## PASSAGE PROVIDED
....
Suria Bahadue always wanted to be knowledgeable about opera, so she decided to enroll in Professor DelDonna's Opera History course. (Photo: Roland Dimaya)
Suria Bahadue always wanted to be knowledgeable about opera, so she decided to enroll in Professor DelDonna's Opera History course. (Photo: Roland Dimaya)
By Kara Burritt
The only opera great that Suria Bahadue knew of when she enrolled in Professor DelDonna’s Opera History course was Beethoven—thanks to the dog from the 1992 movie of the same name. A Georgetown University junior with a double major in Biology and History, as well as a time-consuming commitment to the university’s softball team, Bahadue might not have known much about opera history before taking DelDonna’s class. She enrolled, however, with an aim to change that.
“I’ve always wanted to be knowledgeable about opera,” she says. Growing up in Miami, Bahadue knew many well-read people who seemed to know something about everything: arts, politics, literature, and Bahadue considers opera to be one of those knowledge areas that make a person well-rounded.
Given her lack of musical background and her sense that natural opera fans were the social elite, rather than college students, Bahadue was apprehensive about how challenging the material would be for her. But in Opera History, she says, “Professor DelDonna made [opera] something you would turn on the radio and listen to.”
....
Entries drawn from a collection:
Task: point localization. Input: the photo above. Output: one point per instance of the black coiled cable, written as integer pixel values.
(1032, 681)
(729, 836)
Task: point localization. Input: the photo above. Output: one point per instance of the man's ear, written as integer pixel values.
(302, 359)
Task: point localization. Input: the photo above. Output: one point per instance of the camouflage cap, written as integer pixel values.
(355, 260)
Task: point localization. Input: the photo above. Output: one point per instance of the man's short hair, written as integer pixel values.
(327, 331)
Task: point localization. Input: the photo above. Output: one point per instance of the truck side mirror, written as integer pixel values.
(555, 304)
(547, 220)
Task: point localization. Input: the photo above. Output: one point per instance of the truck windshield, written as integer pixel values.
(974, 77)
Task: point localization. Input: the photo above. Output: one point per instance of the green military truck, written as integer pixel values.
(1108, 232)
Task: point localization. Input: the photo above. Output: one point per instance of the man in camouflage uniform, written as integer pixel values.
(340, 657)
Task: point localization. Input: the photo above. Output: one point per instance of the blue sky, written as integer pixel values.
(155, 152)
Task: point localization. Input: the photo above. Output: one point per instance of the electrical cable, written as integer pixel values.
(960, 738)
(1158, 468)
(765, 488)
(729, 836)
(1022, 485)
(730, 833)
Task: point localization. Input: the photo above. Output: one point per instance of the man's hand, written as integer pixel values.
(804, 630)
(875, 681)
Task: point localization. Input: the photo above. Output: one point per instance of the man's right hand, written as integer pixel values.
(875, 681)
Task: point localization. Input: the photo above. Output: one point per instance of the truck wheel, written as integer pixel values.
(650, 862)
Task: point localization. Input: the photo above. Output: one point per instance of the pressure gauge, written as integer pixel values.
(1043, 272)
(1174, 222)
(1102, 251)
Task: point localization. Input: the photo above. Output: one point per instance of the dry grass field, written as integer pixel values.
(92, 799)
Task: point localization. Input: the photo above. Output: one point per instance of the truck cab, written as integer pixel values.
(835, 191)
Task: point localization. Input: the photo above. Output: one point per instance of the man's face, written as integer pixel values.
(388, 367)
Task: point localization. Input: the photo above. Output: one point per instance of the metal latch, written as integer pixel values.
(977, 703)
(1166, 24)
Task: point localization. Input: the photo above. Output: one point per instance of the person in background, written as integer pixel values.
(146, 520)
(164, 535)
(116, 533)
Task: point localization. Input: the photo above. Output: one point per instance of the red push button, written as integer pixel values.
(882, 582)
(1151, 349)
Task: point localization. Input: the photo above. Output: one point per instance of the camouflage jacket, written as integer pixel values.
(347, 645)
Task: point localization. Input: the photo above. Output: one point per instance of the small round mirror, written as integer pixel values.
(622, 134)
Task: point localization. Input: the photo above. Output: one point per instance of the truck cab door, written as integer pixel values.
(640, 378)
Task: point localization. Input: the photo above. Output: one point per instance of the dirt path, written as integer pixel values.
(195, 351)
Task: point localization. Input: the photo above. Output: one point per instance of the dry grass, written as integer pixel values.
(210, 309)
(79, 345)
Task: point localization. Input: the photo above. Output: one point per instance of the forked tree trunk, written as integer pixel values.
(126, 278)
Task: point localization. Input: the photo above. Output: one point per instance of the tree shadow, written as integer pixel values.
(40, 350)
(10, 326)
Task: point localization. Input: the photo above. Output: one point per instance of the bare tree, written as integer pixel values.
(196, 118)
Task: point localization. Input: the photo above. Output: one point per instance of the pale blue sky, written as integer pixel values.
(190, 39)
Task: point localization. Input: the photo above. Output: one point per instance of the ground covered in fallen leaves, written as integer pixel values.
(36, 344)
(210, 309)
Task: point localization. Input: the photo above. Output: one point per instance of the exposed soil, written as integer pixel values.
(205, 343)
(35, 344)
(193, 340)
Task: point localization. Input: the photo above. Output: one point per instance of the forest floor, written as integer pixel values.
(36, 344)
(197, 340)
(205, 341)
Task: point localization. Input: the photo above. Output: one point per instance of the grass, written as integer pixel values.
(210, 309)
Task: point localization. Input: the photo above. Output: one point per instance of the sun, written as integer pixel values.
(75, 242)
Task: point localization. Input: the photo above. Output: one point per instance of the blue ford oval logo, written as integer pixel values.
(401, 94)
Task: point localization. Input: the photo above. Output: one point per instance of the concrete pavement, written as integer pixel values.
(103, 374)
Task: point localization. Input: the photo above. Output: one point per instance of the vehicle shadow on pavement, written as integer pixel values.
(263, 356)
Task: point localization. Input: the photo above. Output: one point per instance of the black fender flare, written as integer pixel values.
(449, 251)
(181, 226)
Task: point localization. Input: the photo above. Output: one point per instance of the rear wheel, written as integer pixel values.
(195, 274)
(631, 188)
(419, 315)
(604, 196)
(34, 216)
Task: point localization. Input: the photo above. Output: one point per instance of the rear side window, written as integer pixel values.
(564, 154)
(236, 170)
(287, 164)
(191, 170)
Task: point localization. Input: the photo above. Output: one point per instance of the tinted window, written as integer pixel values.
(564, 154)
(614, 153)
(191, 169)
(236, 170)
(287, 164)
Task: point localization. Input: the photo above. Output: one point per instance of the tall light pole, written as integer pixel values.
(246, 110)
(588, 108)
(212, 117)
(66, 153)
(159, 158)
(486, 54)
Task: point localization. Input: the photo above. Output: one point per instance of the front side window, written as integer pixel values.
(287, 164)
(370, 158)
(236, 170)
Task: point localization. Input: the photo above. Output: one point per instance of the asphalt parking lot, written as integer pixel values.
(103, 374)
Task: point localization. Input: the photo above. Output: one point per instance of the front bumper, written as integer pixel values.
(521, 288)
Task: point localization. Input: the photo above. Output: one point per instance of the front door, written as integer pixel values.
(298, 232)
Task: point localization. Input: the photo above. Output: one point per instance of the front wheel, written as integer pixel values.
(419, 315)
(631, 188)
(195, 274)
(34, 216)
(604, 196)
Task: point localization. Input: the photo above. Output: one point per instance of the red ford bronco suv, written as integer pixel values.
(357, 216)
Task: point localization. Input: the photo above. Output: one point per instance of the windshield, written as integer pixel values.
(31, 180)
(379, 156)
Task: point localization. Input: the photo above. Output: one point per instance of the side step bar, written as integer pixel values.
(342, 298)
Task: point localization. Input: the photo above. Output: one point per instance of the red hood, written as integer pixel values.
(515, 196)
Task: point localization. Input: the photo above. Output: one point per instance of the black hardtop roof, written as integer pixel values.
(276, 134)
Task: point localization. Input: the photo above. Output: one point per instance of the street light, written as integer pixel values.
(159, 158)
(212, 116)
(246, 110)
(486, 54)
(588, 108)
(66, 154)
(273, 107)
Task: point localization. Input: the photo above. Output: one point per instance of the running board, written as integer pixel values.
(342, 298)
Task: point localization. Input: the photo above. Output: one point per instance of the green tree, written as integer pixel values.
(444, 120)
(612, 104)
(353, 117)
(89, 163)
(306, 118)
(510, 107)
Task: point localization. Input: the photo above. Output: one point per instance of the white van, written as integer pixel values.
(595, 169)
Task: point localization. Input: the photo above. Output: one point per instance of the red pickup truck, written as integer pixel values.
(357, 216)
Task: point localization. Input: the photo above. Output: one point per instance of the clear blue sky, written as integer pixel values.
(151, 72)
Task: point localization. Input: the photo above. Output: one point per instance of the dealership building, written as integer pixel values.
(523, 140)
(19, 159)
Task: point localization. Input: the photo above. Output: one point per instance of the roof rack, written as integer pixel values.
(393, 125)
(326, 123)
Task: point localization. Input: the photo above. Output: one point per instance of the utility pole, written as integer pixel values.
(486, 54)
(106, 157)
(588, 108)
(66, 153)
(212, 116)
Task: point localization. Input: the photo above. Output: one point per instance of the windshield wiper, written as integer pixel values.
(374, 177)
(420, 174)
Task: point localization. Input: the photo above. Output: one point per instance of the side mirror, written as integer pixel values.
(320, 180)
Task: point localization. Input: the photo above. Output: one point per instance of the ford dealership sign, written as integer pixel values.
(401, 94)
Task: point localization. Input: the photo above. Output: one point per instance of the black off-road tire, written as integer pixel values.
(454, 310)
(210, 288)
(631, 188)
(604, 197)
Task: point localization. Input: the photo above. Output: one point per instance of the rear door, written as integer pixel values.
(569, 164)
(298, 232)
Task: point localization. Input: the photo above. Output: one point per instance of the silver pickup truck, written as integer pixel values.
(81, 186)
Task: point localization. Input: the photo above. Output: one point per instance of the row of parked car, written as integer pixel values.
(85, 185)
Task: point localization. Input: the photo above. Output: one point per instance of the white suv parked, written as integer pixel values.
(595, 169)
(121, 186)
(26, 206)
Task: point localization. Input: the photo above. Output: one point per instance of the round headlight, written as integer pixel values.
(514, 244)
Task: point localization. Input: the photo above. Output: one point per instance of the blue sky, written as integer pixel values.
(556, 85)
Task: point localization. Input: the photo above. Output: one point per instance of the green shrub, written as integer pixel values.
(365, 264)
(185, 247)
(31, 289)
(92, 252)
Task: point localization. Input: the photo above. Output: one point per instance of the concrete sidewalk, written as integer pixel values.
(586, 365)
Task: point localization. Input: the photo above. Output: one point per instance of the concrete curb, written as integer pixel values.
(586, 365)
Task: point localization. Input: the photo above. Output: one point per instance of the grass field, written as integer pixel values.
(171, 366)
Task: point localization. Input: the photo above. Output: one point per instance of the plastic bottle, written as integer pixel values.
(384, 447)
....
## TO DO
Please name the two subjects of Suria Bahadue's double major, according to the article about her.

## ANSWER TO THIS EXERCISE
Biology and History.